We are here, in Blume's pied-à-terre, because, well, because we finally have the excuse. Tonight in New York, at a ceremony to announce the winners of the National Book Awards, Blume will receive the National Book Foundation's Medal for Distinguished Contribution to American Letters. This is a big-deal award, one previously given to the likes of Eudora Welty and Toni Morrison, John Updike and Arthur Miller. This is not the literary company Blume usually keeps.

Blume writes mainly for children, from early elementary school up through adolescence. She writes for the fat girl who gets tortured by the popular kids, and for the quiet ones who painfully watch it go on. She writes for the siblings who feel ignored once they get a younger brother or sister. She writes for kids going through divorce and kids who move and find themselves nervously starting at a new school. She writes for girls who are apprehensive about getting their periods and boys who are embarrassed by the physical side effects that come with their first sexual impulses.

Only Blume wouldn't put it so obliquely. She'd just call them wet dreams.

====

• _EXERCISE TASKS_
1 > Reproduce the Blume passage from "We are here, in" up to and including "Blume usually keeps.".
2 > Return each line of the listing that contains the string "roof", treating case as significant.
The Blume passage and the listing are independent pieces of material with no connection to each other.

====

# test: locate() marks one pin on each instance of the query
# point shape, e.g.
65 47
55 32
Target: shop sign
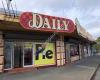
81 31
44 56
34 21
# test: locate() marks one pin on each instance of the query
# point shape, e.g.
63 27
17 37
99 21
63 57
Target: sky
87 11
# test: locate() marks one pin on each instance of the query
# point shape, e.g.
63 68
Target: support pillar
1 52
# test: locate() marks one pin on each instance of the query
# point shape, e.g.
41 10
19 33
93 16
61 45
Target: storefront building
32 40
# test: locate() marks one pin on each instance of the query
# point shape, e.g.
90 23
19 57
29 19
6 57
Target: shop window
74 50
8 55
28 54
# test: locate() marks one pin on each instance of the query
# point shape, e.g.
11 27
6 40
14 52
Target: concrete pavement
80 70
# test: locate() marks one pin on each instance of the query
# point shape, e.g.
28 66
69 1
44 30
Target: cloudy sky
87 11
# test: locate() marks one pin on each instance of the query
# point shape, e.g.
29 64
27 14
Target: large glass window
28 53
74 50
8 55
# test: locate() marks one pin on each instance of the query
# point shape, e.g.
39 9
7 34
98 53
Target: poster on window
44 55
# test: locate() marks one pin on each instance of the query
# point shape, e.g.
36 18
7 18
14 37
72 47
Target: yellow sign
44 56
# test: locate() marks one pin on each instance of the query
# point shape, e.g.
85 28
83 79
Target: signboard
81 31
44 56
34 21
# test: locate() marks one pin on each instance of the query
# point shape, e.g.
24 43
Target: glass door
8 55
28 54
18 55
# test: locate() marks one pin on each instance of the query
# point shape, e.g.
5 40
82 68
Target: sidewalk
80 70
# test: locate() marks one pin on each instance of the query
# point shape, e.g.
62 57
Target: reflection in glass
8 54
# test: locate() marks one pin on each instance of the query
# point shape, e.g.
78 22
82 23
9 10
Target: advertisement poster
44 56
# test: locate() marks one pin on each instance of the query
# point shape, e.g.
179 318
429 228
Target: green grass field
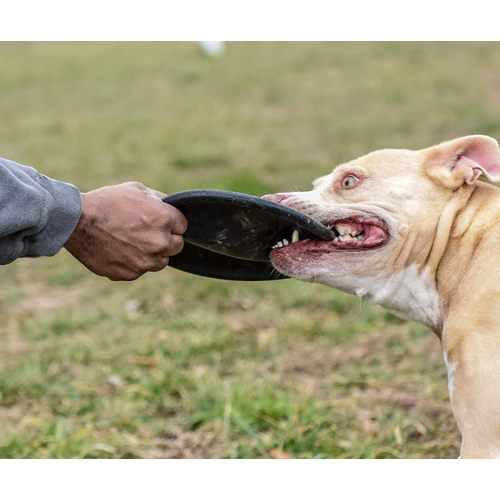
179 366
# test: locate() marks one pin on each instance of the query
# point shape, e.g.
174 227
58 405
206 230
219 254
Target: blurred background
175 365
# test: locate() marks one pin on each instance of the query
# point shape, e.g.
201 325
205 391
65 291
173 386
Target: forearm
37 214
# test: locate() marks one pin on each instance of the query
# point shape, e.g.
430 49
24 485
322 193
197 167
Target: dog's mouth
359 232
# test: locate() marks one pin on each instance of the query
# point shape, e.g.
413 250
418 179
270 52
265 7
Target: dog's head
385 208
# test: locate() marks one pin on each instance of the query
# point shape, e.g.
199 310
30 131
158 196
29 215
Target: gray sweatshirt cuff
37 214
64 214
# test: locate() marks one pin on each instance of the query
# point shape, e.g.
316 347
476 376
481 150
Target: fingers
177 222
172 245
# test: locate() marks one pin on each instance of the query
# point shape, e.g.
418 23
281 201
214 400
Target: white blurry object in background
212 49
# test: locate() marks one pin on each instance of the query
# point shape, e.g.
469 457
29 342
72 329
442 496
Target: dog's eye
349 181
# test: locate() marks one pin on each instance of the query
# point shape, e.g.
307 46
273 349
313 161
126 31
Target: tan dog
418 234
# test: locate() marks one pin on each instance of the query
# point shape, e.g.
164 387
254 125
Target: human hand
125 231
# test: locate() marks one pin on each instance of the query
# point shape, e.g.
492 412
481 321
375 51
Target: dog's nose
278 197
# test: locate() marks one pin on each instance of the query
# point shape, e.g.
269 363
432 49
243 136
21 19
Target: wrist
83 222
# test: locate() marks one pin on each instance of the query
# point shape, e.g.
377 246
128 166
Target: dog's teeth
342 229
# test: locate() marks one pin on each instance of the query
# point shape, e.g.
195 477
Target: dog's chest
411 295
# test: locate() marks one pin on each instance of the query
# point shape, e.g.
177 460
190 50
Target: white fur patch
410 295
451 367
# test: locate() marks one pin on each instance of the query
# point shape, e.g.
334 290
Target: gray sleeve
37 214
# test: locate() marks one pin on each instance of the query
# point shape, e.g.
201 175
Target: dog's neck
411 291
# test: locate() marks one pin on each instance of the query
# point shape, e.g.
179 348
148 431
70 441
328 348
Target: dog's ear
463 160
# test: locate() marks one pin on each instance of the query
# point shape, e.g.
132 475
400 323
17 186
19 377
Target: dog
417 233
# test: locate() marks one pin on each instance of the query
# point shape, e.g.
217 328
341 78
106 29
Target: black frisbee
230 235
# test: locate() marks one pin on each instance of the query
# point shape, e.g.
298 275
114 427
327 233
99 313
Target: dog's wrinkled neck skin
416 196
419 235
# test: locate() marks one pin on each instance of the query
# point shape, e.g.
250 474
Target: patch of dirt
40 300
183 444
307 358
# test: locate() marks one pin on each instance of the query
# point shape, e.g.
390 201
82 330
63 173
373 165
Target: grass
179 366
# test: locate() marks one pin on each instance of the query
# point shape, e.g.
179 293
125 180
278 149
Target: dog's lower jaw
411 293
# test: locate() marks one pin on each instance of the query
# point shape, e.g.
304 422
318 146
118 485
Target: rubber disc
230 235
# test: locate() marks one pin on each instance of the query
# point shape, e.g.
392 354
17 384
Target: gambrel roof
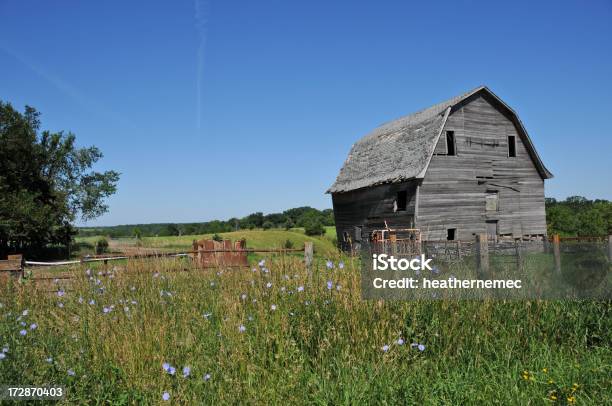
401 149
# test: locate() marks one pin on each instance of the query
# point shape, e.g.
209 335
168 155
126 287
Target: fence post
482 260
557 253
308 255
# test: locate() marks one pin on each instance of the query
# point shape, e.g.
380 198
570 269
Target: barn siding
452 194
371 207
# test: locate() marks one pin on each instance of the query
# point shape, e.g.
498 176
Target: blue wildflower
186 372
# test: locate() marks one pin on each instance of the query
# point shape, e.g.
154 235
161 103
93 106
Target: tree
46 183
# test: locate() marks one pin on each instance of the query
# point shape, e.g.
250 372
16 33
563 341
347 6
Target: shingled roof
401 149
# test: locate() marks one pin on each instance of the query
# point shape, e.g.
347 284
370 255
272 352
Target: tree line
578 216
311 219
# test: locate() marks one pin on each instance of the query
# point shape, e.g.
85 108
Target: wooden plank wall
452 194
370 207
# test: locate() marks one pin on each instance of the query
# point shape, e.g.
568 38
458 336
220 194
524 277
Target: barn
459 168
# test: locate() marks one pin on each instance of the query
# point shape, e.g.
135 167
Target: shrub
101 246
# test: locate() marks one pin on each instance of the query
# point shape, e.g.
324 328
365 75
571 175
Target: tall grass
261 339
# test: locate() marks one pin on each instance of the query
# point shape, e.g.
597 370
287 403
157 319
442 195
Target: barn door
492 229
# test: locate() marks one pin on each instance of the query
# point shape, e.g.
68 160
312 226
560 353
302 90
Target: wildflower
186 372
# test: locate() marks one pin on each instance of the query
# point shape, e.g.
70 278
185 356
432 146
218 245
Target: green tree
46 183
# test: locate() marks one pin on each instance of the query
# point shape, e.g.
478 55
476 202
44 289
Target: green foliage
291 218
101 246
578 216
46 183
319 346
313 227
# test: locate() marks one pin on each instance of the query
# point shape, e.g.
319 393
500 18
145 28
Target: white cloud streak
201 25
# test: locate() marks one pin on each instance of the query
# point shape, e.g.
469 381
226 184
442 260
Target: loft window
491 201
402 200
511 146
450 143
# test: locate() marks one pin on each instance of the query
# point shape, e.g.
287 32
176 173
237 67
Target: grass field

====

• _PER-TASK OUTPUTS_
1 >
We are here, in Blume's pied-à-terre, because, well, because we finally have the excuse. Tonight in New York, at a ceremony to announce the winners of the National Book Awards, Blume will receive the National Book Foundation's Medal for Distinguished Contribution to American Letters. This is a big-deal award, one previously given to the likes of Eudora Welty and Toni Morrison, John Updike and Arthur Miller. This is not the literary company Blume usually keeps.

2 >
Target: gambrel roof
Target: shingled roof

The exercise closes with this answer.